### WORK INSTRUCTION
Report every line of the data where the string "plastic" appears.

### EXCERPTED DATA
Segment Open

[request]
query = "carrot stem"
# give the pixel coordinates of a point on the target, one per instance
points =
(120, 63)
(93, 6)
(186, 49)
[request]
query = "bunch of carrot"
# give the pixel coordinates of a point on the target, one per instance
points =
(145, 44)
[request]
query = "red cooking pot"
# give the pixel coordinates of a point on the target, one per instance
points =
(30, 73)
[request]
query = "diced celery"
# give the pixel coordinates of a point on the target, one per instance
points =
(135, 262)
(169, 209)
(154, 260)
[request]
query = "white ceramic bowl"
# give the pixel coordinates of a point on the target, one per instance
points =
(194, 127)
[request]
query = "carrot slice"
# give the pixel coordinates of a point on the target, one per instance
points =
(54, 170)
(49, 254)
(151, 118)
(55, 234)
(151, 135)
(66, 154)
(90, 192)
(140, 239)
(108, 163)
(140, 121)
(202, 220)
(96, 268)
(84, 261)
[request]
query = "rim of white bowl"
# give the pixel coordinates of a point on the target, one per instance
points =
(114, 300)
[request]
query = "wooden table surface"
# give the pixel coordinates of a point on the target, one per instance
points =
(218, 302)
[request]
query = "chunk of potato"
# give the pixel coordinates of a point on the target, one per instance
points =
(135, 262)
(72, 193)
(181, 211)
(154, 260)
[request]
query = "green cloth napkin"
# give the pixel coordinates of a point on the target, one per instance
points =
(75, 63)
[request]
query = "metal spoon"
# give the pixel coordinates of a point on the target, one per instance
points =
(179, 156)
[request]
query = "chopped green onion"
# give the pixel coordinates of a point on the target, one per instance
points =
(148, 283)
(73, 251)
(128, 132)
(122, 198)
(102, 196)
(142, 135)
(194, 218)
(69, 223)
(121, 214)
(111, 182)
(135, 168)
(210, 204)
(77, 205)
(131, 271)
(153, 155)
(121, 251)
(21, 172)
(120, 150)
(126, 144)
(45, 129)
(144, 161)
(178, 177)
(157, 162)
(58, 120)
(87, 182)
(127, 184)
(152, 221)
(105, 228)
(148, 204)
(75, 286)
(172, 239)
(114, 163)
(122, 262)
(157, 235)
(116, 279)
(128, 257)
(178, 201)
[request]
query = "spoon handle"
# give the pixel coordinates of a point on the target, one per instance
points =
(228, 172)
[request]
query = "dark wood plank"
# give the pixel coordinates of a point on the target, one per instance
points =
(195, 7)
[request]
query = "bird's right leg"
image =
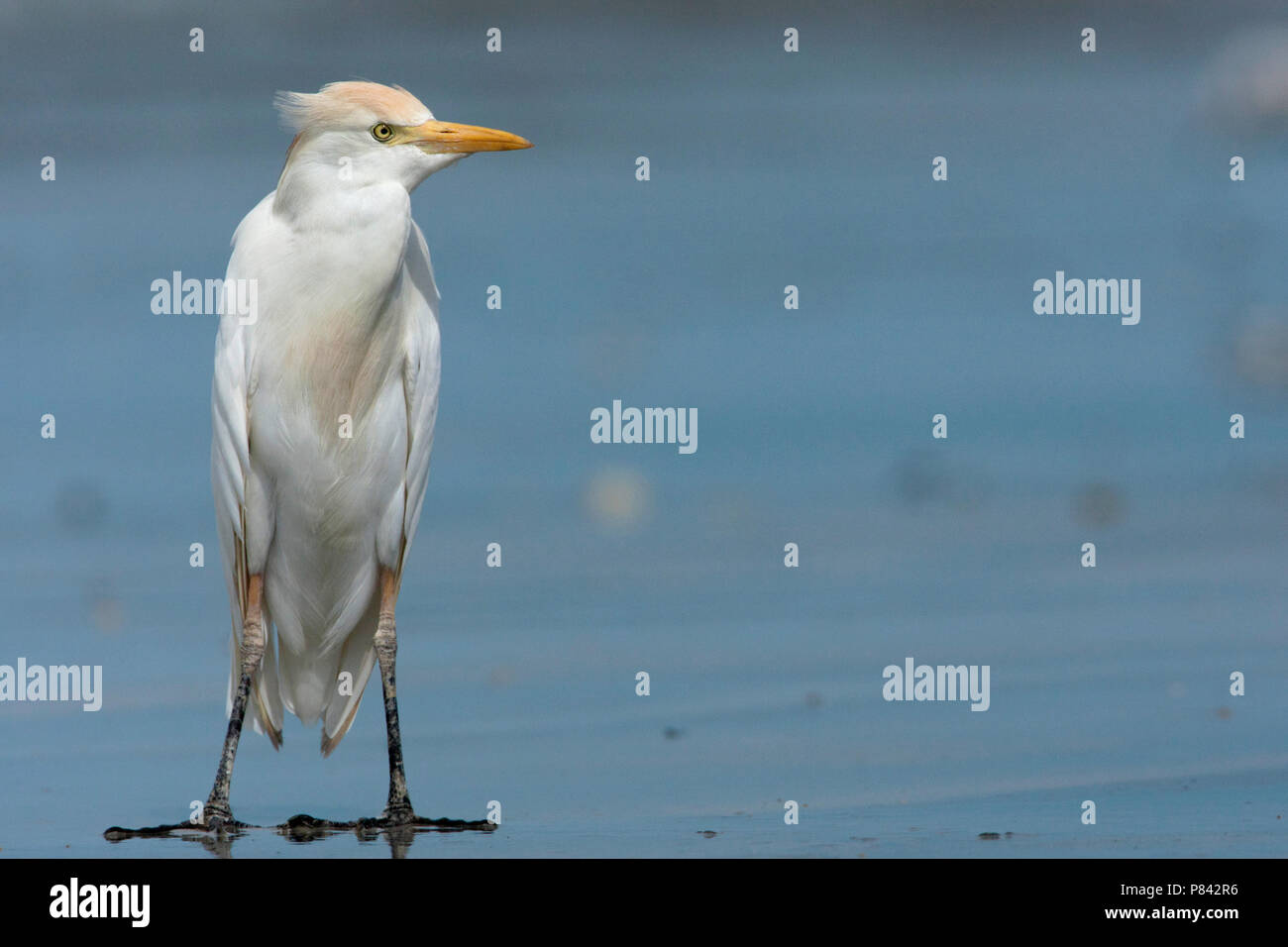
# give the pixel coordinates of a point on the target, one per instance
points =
(398, 809)
(218, 813)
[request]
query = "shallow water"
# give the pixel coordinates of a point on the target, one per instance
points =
(518, 684)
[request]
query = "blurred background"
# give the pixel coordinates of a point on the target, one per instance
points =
(768, 169)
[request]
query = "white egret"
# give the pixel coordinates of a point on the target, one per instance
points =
(323, 410)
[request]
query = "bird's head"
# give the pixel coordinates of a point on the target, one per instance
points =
(357, 134)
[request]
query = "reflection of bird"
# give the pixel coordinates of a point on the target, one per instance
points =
(323, 410)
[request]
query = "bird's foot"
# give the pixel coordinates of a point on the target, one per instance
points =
(398, 812)
(218, 815)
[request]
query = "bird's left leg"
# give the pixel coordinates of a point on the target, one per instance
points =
(386, 648)
(218, 813)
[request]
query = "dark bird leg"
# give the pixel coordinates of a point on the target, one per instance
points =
(218, 813)
(398, 809)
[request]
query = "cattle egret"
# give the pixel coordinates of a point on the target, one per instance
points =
(323, 410)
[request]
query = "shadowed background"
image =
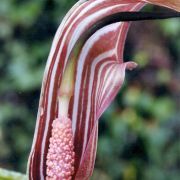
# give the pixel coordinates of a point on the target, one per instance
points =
(139, 135)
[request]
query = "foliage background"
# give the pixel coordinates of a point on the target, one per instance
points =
(139, 135)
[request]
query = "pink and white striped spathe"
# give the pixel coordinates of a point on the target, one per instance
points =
(99, 75)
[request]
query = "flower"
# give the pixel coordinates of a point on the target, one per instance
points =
(84, 72)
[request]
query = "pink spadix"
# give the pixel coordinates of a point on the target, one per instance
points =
(60, 157)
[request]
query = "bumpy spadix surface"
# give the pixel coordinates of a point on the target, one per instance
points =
(60, 158)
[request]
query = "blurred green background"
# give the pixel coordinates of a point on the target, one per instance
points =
(139, 135)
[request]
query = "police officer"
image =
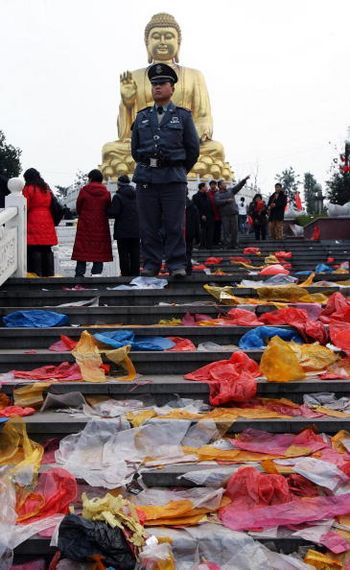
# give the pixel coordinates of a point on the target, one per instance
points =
(165, 146)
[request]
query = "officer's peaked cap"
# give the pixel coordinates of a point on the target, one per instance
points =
(161, 73)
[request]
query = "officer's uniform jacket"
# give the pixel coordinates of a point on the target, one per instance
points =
(166, 151)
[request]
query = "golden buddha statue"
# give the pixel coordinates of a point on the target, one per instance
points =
(163, 40)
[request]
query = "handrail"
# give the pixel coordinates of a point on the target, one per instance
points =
(7, 214)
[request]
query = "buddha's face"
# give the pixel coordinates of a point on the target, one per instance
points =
(163, 44)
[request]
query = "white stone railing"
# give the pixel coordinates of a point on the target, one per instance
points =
(13, 233)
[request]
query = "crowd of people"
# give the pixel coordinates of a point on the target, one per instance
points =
(157, 214)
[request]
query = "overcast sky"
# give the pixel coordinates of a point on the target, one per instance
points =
(277, 72)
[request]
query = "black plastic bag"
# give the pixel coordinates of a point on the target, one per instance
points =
(57, 210)
(79, 539)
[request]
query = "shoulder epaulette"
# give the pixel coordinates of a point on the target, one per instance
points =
(144, 109)
(184, 109)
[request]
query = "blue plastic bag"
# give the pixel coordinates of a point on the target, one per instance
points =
(259, 337)
(323, 268)
(39, 319)
(117, 339)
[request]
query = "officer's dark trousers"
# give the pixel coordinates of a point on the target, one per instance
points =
(129, 256)
(230, 230)
(162, 206)
(40, 260)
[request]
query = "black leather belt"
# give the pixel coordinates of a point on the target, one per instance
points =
(160, 162)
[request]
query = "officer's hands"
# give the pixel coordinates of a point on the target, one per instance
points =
(128, 87)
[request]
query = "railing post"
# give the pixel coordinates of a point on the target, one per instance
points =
(16, 199)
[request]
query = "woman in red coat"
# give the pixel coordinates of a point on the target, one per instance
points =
(93, 238)
(41, 233)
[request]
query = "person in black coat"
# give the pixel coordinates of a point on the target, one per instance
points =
(276, 205)
(192, 232)
(4, 191)
(202, 201)
(126, 227)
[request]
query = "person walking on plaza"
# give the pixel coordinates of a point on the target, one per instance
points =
(165, 147)
(202, 201)
(276, 207)
(192, 231)
(213, 189)
(126, 227)
(258, 212)
(93, 238)
(226, 202)
(41, 232)
(242, 215)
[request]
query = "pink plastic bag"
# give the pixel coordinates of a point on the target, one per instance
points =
(232, 380)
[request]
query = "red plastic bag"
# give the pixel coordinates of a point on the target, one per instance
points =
(242, 317)
(55, 491)
(276, 269)
(64, 344)
(181, 344)
(12, 411)
(65, 371)
(287, 316)
(213, 260)
(316, 233)
(340, 335)
(252, 251)
(232, 380)
(336, 309)
(283, 254)
(248, 488)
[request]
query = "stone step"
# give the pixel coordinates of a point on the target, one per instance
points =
(39, 547)
(187, 292)
(24, 338)
(48, 424)
(161, 388)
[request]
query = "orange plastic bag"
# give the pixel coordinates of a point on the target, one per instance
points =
(276, 269)
(279, 362)
(55, 490)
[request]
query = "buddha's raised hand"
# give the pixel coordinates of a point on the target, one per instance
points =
(128, 87)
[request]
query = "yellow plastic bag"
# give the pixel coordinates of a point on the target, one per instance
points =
(120, 356)
(279, 362)
(16, 449)
(313, 356)
(88, 359)
(30, 394)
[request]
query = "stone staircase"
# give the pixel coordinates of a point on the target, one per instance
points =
(161, 372)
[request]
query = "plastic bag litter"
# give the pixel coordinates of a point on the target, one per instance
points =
(336, 309)
(80, 539)
(7, 521)
(65, 344)
(142, 283)
(242, 317)
(258, 337)
(35, 318)
(279, 362)
(228, 550)
(340, 336)
(117, 339)
(252, 251)
(17, 450)
(55, 491)
(65, 371)
(181, 344)
(275, 269)
(323, 268)
(297, 511)
(229, 380)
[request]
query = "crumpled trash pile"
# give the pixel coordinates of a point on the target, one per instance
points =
(255, 485)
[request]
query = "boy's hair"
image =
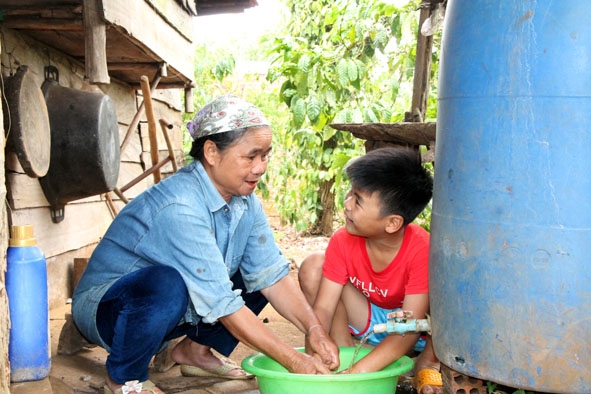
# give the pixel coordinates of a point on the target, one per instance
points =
(403, 184)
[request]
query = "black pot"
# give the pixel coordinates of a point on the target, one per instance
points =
(26, 122)
(84, 144)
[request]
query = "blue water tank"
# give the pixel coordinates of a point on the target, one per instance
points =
(510, 271)
(29, 348)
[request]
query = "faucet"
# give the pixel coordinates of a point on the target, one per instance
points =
(401, 322)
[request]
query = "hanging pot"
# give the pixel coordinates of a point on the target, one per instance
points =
(26, 122)
(84, 144)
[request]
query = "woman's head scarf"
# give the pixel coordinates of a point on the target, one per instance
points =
(225, 113)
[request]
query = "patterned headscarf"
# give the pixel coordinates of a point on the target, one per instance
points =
(225, 113)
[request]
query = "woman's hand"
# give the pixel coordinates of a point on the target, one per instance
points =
(321, 346)
(306, 364)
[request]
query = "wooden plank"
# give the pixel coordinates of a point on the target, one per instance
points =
(26, 192)
(146, 26)
(404, 133)
(175, 16)
(422, 71)
(71, 233)
(128, 172)
(95, 43)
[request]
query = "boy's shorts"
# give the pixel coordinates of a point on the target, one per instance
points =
(379, 315)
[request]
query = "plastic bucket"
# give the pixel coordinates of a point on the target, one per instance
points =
(275, 379)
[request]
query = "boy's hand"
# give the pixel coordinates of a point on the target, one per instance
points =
(320, 345)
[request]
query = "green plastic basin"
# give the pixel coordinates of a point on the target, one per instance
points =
(275, 379)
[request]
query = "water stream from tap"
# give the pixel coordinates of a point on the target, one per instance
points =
(361, 343)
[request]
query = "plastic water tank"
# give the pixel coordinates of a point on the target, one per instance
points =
(510, 274)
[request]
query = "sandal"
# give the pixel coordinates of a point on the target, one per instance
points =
(223, 371)
(427, 377)
(133, 386)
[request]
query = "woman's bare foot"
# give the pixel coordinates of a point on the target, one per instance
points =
(113, 386)
(191, 353)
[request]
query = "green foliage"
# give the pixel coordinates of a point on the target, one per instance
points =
(339, 61)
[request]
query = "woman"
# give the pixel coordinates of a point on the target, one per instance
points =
(194, 256)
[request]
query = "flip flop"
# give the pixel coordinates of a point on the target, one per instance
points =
(223, 371)
(143, 386)
(426, 377)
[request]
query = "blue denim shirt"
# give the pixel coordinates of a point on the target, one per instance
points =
(183, 222)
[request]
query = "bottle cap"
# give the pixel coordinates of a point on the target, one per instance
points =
(22, 236)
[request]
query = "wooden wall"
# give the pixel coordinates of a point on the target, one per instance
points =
(4, 314)
(85, 220)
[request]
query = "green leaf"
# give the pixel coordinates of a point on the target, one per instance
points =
(304, 63)
(352, 73)
(299, 112)
(313, 109)
(343, 72)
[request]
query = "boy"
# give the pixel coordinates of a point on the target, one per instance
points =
(378, 262)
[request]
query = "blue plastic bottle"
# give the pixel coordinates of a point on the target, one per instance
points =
(29, 349)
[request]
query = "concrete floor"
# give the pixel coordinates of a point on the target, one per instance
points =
(84, 372)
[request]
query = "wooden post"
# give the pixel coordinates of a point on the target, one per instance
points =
(145, 83)
(95, 40)
(420, 92)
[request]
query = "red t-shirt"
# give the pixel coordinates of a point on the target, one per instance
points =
(347, 260)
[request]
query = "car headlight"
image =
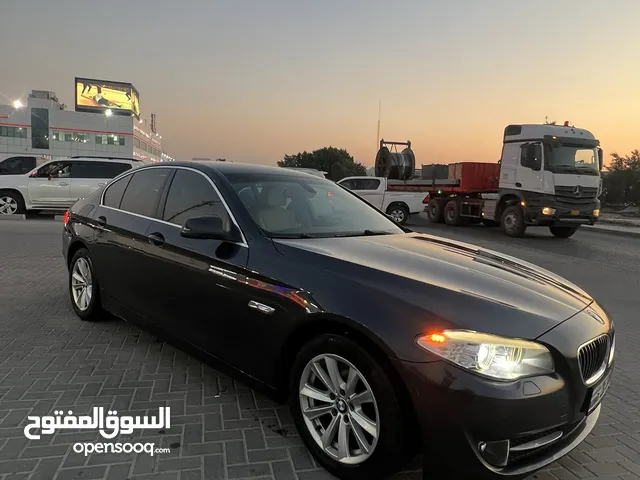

Segment Closed

### ANSWER BOX
query = "black plastic bag"
query = "blue plastic bag"
query = "pink plastic bag"
query = "red plastic bag"
query = "orange plastic bag"
query = "yellow plastic bag"
query = "plastic bag litter"
query = "plastic bucket"
query = "green plastic basin"
query = "plastic water tank"
query = "blue plastic bottle"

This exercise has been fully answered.